Document excerpt:
[start]

The present invention relates to a method and apparatus for music generation and more particularly to a method and apparatus for generating a piece of music after receiving any length of input such as a segment of sound or music.

BACKGROUND OF THE INVENTION

Along with the time progress, music has become a big part of human life, and people can easily access to music almost anytime and anywhere. Some people like lyricists and composers are good at creating melody, chord, beat or a complete music, and they can even rely on producing music to make a living. However, not everyone has his/her talent in creating music, and, for those people, it may be wonderful when they can create his/her own works through a music generation method and apparatus. Therefore, there remains a need for a new and improved design for a method and apparatus for music generation to overcome the problems presented above.

SUMMARY OF THE INVENTION

The present invention provides a method and apparatus for music generation which may include steps of receiving an any length of input; recognizing pitches and rhythm of the input; generating a first segment of a full music; generating segments other than the first segment to complete the full music; generating connecting notes, chords and beats of the segments of the full music and handling anacrusis; and generating instrument accompaniment for the full music.

After the frame of the generated music is generated, the sound input is processing through a deep learning system to generate a first segment of a full music and segments other than the first segment to complete a full music in sequence. Furthermore, each of the two steps is completed through the deep learning system including steps of extracting music instrument digital interface (MIDI); extracting melody; extracting chord; extracting beat; and extracting music progression of the input sound.

BRIEF DESCRIPTION OF THE DRAWINGS

FIG. 1 is a flow chart of a method and apparatus for music generation of the present invention.

[end]

Dataset records:
[start]

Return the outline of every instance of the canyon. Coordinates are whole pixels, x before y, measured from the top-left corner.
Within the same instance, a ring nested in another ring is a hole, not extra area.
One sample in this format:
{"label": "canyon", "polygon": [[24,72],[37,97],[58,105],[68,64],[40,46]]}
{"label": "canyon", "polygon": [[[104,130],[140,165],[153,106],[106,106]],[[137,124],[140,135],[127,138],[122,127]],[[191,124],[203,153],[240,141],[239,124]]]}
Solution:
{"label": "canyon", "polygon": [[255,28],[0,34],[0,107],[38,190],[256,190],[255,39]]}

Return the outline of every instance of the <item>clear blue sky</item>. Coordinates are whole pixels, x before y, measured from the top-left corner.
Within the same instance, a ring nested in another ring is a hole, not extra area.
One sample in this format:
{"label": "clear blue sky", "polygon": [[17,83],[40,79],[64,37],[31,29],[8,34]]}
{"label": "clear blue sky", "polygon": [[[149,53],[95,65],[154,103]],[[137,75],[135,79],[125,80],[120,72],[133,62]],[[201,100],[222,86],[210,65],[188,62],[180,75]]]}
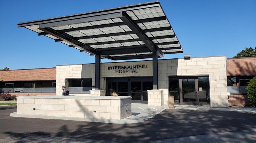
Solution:
{"label": "clear blue sky", "polygon": [[[94,57],[17,28],[18,22],[150,1],[0,0],[0,69],[94,63]],[[256,46],[256,0],[160,1],[184,51],[165,58],[182,58],[184,54],[232,58],[245,47]]]}

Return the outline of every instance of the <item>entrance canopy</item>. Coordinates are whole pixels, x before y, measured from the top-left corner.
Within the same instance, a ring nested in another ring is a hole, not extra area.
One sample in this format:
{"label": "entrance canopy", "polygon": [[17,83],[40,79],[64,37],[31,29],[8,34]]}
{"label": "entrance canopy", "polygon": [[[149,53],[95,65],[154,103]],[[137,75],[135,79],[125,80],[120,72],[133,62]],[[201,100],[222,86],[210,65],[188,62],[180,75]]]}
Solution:
{"label": "entrance canopy", "polygon": [[17,24],[112,60],[152,58],[183,50],[158,1]]}

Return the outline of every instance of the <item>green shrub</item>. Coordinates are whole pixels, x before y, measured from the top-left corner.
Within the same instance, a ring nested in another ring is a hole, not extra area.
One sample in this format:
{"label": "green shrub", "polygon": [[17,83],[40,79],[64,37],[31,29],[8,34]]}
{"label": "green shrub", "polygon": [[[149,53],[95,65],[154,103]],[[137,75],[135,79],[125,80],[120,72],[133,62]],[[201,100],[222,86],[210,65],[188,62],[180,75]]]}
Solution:
{"label": "green shrub", "polygon": [[246,88],[248,98],[253,106],[256,106],[256,76],[249,82]]}
{"label": "green shrub", "polygon": [[11,96],[11,100],[13,101],[17,101],[17,97],[16,95]]}
{"label": "green shrub", "polygon": [[9,93],[2,93],[0,95],[0,98],[2,99],[3,101],[11,100],[12,100],[11,96],[11,95]]}

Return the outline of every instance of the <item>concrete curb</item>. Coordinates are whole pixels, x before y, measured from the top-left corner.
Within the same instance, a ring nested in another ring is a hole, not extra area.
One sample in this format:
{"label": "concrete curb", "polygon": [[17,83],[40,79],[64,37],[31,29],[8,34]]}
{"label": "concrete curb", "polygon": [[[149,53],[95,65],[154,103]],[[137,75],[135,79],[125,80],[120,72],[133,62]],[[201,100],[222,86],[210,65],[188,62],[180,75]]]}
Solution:
{"label": "concrete curb", "polygon": [[17,103],[17,101],[0,101],[0,103]]}
{"label": "concrete curb", "polygon": [[85,122],[93,122],[112,124],[134,124],[143,122],[146,121],[145,118],[132,115],[122,120],[114,120],[101,119],[84,118],[76,117],[57,117],[51,116],[35,115],[18,114],[17,112],[12,113],[10,114],[12,117],[29,118],[39,119],[57,119],[60,120],[72,120]]}

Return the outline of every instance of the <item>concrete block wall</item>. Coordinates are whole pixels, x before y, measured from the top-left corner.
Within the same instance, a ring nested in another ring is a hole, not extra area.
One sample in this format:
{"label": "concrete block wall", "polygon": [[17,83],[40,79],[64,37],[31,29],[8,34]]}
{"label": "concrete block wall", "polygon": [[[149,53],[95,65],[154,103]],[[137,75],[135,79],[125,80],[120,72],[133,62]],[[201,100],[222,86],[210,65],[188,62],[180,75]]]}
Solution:
{"label": "concrete block wall", "polygon": [[159,60],[158,66],[158,88],[164,91],[165,105],[169,94],[168,76],[205,75],[209,77],[211,106],[227,107],[226,56]]}
{"label": "concrete block wall", "polygon": [[[69,79],[91,78],[92,85],[95,83],[95,66],[94,64],[81,64],[73,65],[57,66],[56,66],[56,95],[62,95],[61,87],[68,86]],[[70,93],[70,95],[77,95]]]}
{"label": "concrete block wall", "polygon": [[163,91],[155,89],[148,91],[148,106],[161,106],[164,105],[163,101]]}
{"label": "concrete block wall", "polygon": [[18,114],[117,120],[131,116],[131,97],[39,96],[17,99]]}
{"label": "concrete block wall", "polygon": [[[147,68],[137,69],[137,73],[116,73],[115,70],[108,70],[108,66],[147,65]],[[61,86],[67,86],[66,79],[91,78],[92,85],[95,85],[95,64],[81,64],[56,66],[56,95],[62,94]],[[104,77],[125,76],[152,76],[152,61],[111,63],[101,64],[101,89],[106,90],[106,81]],[[88,95],[89,94],[75,94],[75,95]]]}
{"label": "concrete block wall", "polygon": [[[137,69],[136,73],[116,73],[115,70],[108,69],[108,66],[136,65],[147,65],[147,68]],[[227,106],[226,65],[225,56],[158,60],[158,89],[163,91],[163,104],[168,103],[168,76],[205,75],[210,78],[211,106]],[[94,64],[57,66],[56,95],[61,95],[61,87],[67,84],[66,79],[92,78],[94,85]],[[152,76],[152,61],[102,63],[101,75],[101,89],[106,90],[104,77]]]}

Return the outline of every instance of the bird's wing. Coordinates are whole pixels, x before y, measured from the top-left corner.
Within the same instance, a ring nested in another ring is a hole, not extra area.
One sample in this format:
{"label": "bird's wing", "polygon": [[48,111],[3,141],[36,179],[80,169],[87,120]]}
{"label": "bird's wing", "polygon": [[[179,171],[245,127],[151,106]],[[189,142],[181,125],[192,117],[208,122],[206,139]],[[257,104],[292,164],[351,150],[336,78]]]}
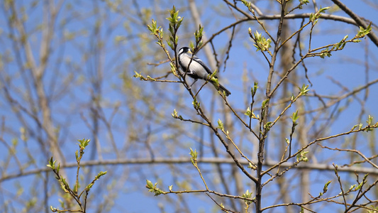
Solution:
{"label": "bird's wing", "polygon": [[199,59],[198,57],[196,57],[196,55],[194,55],[193,56],[193,60],[196,62],[198,62],[202,67],[204,67],[205,68],[205,70],[206,70],[207,73],[209,73],[210,75],[213,74],[213,72],[211,72],[211,70],[210,70],[210,69],[209,69],[209,67],[205,65],[205,63],[201,59]]}

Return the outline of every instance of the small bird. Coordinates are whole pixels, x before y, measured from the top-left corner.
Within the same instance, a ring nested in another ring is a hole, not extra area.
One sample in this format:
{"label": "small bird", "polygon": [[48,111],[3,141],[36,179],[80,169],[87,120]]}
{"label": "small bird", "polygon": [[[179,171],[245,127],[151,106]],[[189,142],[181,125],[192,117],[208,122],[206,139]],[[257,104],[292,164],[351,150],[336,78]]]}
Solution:
{"label": "small bird", "polygon": [[[180,65],[181,69],[184,72],[187,72],[187,75],[189,77],[194,79],[194,82],[191,84],[193,85],[199,79],[204,80],[207,80],[209,75],[211,75],[213,72],[209,67],[195,55],[189,55],[188,53],[193,54],[190,50],[189,48],[184,47],[179,50],[179,64]],[[193,57],[193,60],[190,63],[190,67],[188,69],[188,65],[190,62],[191,58]],[[217,78],[216,76],[214,77]],[[221,90],[221,92],[223,91],[226,93],[226,96],[228,96],[231,94],[228,89],[226,89],[223,86],[218,84],[218,85],[213,81],[209,80],[216,89]],[[191,87],[191,85],[190,85]]]}

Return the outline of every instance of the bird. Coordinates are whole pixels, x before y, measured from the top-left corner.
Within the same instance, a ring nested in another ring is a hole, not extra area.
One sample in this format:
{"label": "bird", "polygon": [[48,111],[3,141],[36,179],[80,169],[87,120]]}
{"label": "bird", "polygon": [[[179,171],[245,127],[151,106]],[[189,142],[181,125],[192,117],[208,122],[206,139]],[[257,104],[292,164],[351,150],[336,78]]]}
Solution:
{"label": "bird", "polygon": [[[191,54],[189,55],[188,53]],[[199,80],[208,80],[209,75],[213,74],[213,72],[202,62],[201,59],[193,55],[191,50],[188,47],[183,47],[179,50],[179,64],[181,69],[184,72],[187,72],[187,75],[194,79],[194,82],[190,85],[191,87]],[[190,62],[191,58],[193,58],[191,62]],[[190,66],[188,69],[188,65]],[[214,76],[215,78],[217,78]],[[226,96],[231,94],[231,92],[228,89],[226,89],[221,84],[217,84],[214,81],[210,80],[211,82],[217,90],[220,90],[222,93],[224,92]]]}

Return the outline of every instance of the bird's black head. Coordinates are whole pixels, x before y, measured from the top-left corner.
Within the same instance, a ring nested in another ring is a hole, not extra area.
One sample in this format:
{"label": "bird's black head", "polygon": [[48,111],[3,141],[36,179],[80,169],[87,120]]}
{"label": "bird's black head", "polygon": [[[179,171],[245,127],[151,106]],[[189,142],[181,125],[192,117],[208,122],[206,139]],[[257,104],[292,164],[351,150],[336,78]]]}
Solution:
{"label": "bird's black head", "polygon": [[188,48],[188,47],[184,47],[184,48],[182,48],[179,50],[179,55],[182,54],[182,53],[191,53],[191,51],[190,50],[190,48]]}

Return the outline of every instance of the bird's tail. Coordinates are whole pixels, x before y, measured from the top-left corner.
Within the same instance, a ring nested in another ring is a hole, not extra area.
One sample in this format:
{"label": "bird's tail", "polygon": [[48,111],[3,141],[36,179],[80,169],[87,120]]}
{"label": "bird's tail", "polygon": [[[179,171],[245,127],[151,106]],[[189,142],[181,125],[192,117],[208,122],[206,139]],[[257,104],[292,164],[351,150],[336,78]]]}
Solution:
{"label": "bird's tail", "polygon": [[213,84],[213,85],[214,85],[216,89],[221,91],[221,92],[223,93],[224,91],[226,96],[229,96],[230,94],[231,94],[231,92],[228,91],[228,89],[226,89],[226,87],[222,86],[221,84],[218,84],[217,85],[216,82],[211,82],[211,83]]}

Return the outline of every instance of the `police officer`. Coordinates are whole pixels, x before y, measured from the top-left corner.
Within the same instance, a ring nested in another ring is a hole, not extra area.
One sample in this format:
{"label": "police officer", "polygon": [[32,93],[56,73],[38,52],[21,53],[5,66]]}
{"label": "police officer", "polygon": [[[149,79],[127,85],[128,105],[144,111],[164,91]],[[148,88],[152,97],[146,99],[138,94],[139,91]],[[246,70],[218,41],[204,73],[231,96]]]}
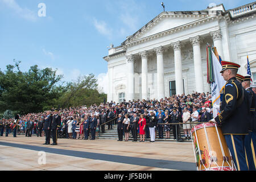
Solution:
{"label": "police officer", "polygon": [[60,127],[60,123],[61,121],[61,118],[59,115],[59,109],[56,109],[54,111],[53,115],[52,115],[52,143],[51,145],[57,144],[57,140],[58,138],[57,136],[57,130]]}
{"label": "police officer", "polygon": [[51,130],[52,127],[52,115],[51,111],[47,111],[47,116],[44,118],[44,130],[46,135],[46,143],[44,144],[49,144],[51,139]]}
{"label": "police officer", "polygon": [[229,61],[221,61],[221,65],[220,73],[226,82],[223,89],[221,112],[210,122],[216,122],[221,126],[237,169],[247,171],[245,138],[248,134],[247,115],[249,111],[245,90],[236,78],[240,65]]}
{"label": "police officer", "polygon": [[156,117],[153,111],[150,111],[150,115],[149,117],[148,127],[150,133],[150,142],[155,142],[155,129],[157,124]]}
{"label": "police officer", "polygon": [[[174,109],[172,110],[172,113],[171,113],[170,115],[170,117],[171,117],[171,122],[173,123],[179,123],[179,114],[178,112],[177,111],[176,109]],[[177,130],[176,130],[177,129]],[[178,136],[179,134],[179,125],[172,125],[172,133],[174,134],[174,139],[175,140],[176,139],[177,136]],[[177,130],[177,131],[176,131]],[[179,138],[179,136],[178,136]]]}
{"label": "police officer", "polygon": [[10,123],[8,121],[6,121],[5,123],[5,136],[8,136],[8,134],[9,133],[9,129],[10,127]]}
{"label": "police officer", "polygon": [[95,118],[95,114],[93,113],[92,118],[90,120],[90,130],[92,134],[92,138],[90,140],[95,140],[95,134],[96,132],[97,126],[97,118]]}
{"label": "police officer", "polygon": [[208,122],[210,119],[210,115],[207,111],[205,107],[202,108],[202,115],[201,117],[201,122]]}
{"label": "police officer", "polygon": [[255,133],[255,93],[250,86],[251,77],[250,76],[244,76],[242,82],[242,86],[246,90],[246,93],[248,98],[248,106],[250,109],[250,125],[249,134],[245,136],[245,150],[247,158],[248,167],[250,171],[255,171],[256,162],[255,152],[254,148],[256,147],[255,141],[253,139],[253,134]]}
{"label": "police officer", "polygon": [[0,136],[3,136],[3,129],[5,129],[5,123],[3,120],[0,121]]}
{"label": "police officer", "polygon": [[14,125],[13,125],[13,137],[17,137],[17,131],[18,131],[18,123],[19,123],[19,116],[18,114],[16,115],[14,119]]}

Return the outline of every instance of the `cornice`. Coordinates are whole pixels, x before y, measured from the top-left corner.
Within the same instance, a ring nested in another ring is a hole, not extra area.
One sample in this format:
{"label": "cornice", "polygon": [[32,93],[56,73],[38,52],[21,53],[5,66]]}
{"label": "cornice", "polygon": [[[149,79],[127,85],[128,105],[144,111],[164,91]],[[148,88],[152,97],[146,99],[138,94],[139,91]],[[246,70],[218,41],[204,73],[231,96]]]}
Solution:
{"label": "cornice", "polygon": [[[221,11],[222,12],[222,11]],[[192,16],[192,15],[190,15]],[[170,18],[170,16],[172,16],[172,18],[178,18],[180,17],[180,16],[181,15],[163,15],[163,17],[161,18],[159,18],[159,20],[158,21],[157,21],[157,22],[158,22],[160,20],[162,20],[163,18]],[[183,16],[183,17],[185,17],[185,16],[188,16],[189,15],[183,15],[182,16]],[[153,40],[154,39],[156,39],[157,38],[161,38],[161,37],[163,37],[163,36],[166,36],[167,35],[170,35],[171,34],[174,34],[175,33],[177,33],[189,28],[191,28],[193,27],[196,27],[197,26],[201,24],[203,24],[203,23],[208,23],[208,22],[210,22],[214,20],[218,20],[221,19],[222,19],[223,18],[222,16],[222,14],[218,14],[215,15],[199,15],[199,16],[204,16],[204,18],[201,19],[200,20],[197,20],[196,21],[194,22],[192,22],[183,25],[181,25],[180,26],[178,26],[171,29],[169,29],[167,30],[166,31],[161,32],[159,32],[158,34],[154,34],[154,35],[150,35],[148,36],[147,37],[140,39],[139,40],[137,40],[133,42],[127,42],[125,44],[123,44],[123,47],[125,47],[126,49],[127,47],[131,47],[133,46],[135,46],[141,43],[144,43],[145,42],[148,42],[148,41],[151,41],[151,40]],[[150,28],[152,26],[156,26],[156,23],[155,24],[152,24],[151,26],[150,26],[148,27],[147,27],[147,28],[145,28],[144,30],[142,30],[140,32],[143,33],[144,31],[146,31],[146,30],[148,30],[149,28]],[[138,36],[138,35],[137,35]],[[134,38],[136,38],[136,36],[135,36]],[[130,40],[131,41],[131,39]]]}

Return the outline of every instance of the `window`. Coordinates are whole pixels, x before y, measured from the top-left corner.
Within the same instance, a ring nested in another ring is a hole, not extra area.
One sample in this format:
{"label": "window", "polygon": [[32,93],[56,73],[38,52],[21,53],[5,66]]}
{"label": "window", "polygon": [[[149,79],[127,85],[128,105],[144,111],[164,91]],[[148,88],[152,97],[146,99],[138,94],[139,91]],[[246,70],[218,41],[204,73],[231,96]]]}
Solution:
{"label": "window", "polygon": [[122,102],[123,102],[125,100],[125,93],[122,92],[119,93],[118,94],[119,97],[119,103],[121,103]]}
{"label": "window", "polygon": [[170,96],[176,94],[175,81],[169,81]]}
{"label": "window", "polygon": [[[184,86],[184,80],[183,81],[183,93],[185,93]],[[170,96],[176,95],[176,83],[175,81],[169,81],[169,88],[170,88]]]}
{"label": "window", "polygon": [[254,81],[254,84],[256,84],[256,72],[253,73],[253,78]]}

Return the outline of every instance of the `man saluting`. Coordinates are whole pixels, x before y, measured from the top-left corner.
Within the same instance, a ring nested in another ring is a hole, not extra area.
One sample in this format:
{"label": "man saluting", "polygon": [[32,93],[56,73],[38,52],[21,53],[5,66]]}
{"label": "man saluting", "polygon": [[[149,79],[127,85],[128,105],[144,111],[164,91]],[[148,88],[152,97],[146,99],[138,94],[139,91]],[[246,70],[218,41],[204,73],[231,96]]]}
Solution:
{"label": "man saluting", "polygon": [[57,144],[57,130],[60,126],[61,117],[59,115],[59,110],[56,109],[54,111],[53,115],[52,116],[52,138],[53,143],[51,145]]}
{"label": "man saluting", "polygon": [[52,115],[51,111],[47,111],[47,116],[44,119],[44,129],[46,134],[46,143],[44,144],[50,144],[51,129],[52,127]]}
{"label": "man saluting", "polygon": [[240,65],[232,62],[221,61],[220,72],[225,81],[221,113],[211,120],[221,127],[234,163],[238,171],[247,171],[245,151],[245,135],[248,134],[249,109],[245,90],[236,78]]}

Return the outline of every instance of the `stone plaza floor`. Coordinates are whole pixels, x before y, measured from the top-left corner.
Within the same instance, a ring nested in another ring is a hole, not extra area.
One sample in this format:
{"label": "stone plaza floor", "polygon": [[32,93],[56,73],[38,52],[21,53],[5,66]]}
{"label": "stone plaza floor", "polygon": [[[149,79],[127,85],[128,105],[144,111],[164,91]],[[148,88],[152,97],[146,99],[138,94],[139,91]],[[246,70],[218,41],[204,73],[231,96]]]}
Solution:
{"label": "stone plaza floor", "polygon": [[196,170],[191,142],[58,139],[56,146],[44,142],[45,137],[1,136],[0,170]]}

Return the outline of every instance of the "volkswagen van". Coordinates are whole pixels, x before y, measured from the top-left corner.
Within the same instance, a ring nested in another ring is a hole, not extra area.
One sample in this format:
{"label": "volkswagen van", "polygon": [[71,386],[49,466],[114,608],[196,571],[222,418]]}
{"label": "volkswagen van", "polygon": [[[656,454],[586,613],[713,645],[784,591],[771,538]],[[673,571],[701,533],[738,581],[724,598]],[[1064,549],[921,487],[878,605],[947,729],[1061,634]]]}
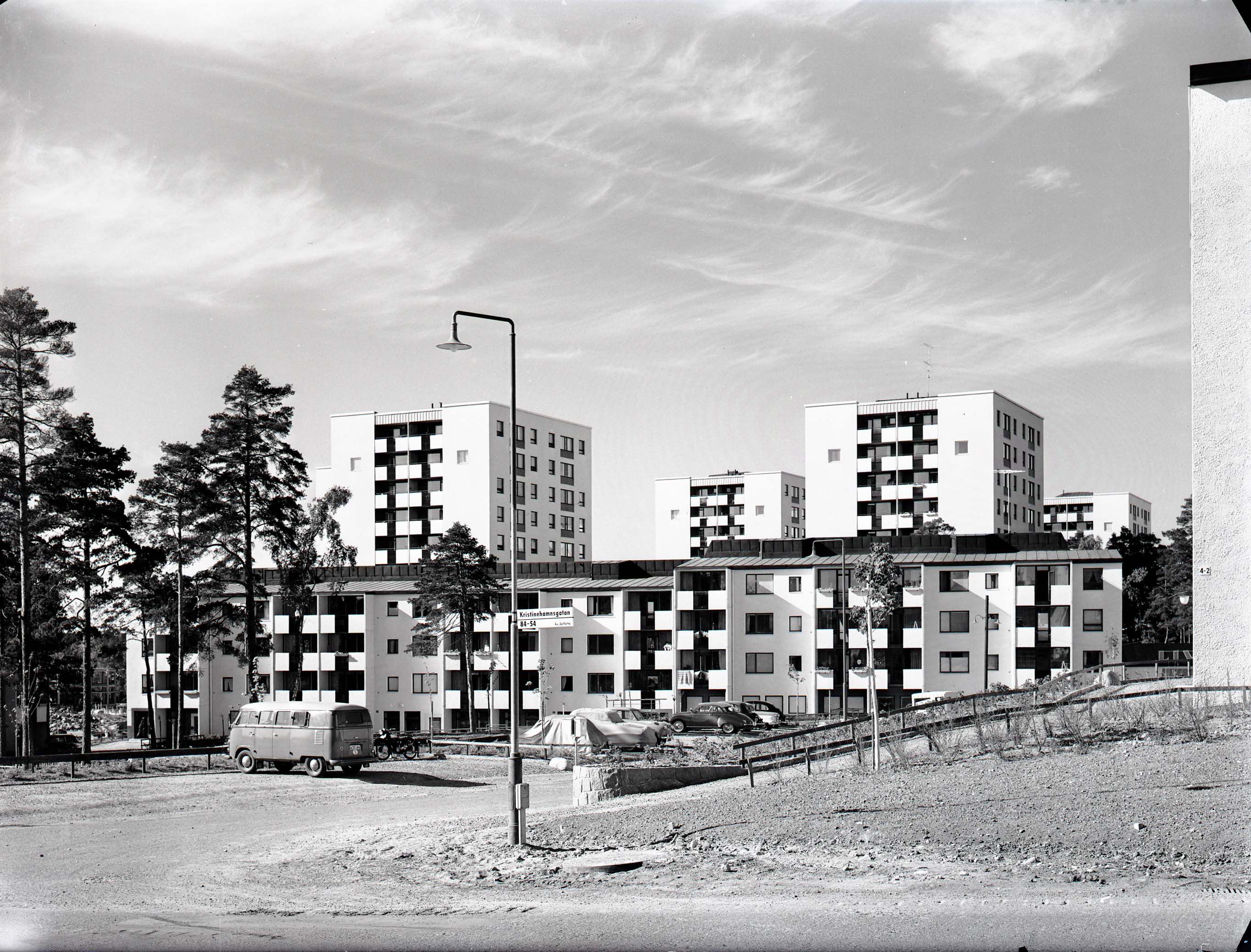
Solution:
{"label": "volkswagen van", "polygon": [[229,753],[243,773],[271,763],[279,773],[296,764],[309,777],[332,767],[359,773],[374,762],[369,709],[329,701],[259,701],[230,722]]}

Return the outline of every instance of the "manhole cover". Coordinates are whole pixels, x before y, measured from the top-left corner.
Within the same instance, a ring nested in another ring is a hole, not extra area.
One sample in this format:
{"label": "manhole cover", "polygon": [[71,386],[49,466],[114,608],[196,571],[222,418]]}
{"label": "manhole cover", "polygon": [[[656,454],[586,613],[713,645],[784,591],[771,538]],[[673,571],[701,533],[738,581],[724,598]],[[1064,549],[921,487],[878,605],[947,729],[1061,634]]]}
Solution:
{"label": "manhole cover", "polygon": [[643,863],[654,859],[656,853],[600,853],[599,856],[587,856],[565,866],[580,869],[585,873],[624,873],[629,869],[638,869]]}

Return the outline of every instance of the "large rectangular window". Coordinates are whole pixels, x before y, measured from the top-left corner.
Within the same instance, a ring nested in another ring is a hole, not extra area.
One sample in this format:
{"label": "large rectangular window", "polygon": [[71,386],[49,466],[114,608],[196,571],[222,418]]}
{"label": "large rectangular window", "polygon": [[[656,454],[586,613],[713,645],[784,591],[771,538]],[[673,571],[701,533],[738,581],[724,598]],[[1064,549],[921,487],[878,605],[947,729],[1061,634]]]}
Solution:
{"label": "large rectangular window", "polygon": [[748,612],[748,614],[747,614],[747,633],[748,634],[773,634],[773,613],[772,612]]}
{"label": "large rectangular window", "polygon": [[613,653],[612,634],[587,636],[587,654],[612,654],[612,653]]}
{"label": "large rectangular window", "polygon": [[615,688],[617,677],[612,673],[600,674],[593,673],[587,676],[587,693],[588,694],[612,694]]}
{"label": "large rectangular window", "polygon": [[747,652],[743,657],[747,661],[748,674],[773,673],[773,652]]}
{"label": "large rectangular window", "polygon": [[773,594],[773,573],[764,574],[748,574],[747,575],[747,594],[749,595],[772,595]]}

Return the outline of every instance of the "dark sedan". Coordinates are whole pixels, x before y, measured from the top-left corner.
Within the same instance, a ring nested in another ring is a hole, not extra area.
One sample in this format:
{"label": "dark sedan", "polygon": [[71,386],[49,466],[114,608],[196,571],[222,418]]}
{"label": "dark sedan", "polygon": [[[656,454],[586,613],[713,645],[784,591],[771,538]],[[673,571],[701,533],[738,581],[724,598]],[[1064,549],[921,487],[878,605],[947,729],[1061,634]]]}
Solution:
{"label": "dark sedan", "polygon": [[669,714],[669,723],[673,733],[681,734],[686,731],[721,731],[723,734],[733,734],[739,731],[751,731],[757,721],[753,716],[743,713],[738,704],[729,702],[699,704],[691,711],[679,711]]}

[end]

Required actions:
- A) According to the music generation excerpt, what kind of input does the invention receive before it generates a piece of music?
- B) Please list every line of the listing that contains the string "canyon", treating uppercase and lowercase as different.
The music generation excerpt and the listing come from separate sources.

Responses by task:
- A) Any length of input, such as a segment of sound or music.

- B)
Return the outline of every instance of the canyon. Coordinates are whole pixels, x before y, measured from the top-left corner.
{"label": "canyon", "polygon": [[24,72],[37,97],[58,105],[68,64],[40,46]]}
{"label": "canyon", "polygon": [[[104,130],[140,165],[153,106],[106,106]],[[137,124],[140,135],[127,138],[122,127]],[[191,124],[203,153],[240,141],[239,124]]]}
{"label": "canyon", "polygon": [[255,28],[0,34],[0,107],[38,190],[256,190],[255,39]]}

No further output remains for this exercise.